>> BEGIN
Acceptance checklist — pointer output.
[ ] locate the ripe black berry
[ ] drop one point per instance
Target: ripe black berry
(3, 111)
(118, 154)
>> END
Restate the whole listing exactly, leaving out nothing.

Solution to this problem
Acceptance checklist — pointer output.
[ ] locate the ripe black berry
[ ] drop one point per instance
Target: ripe black berry
(3, 111)
(118, 154)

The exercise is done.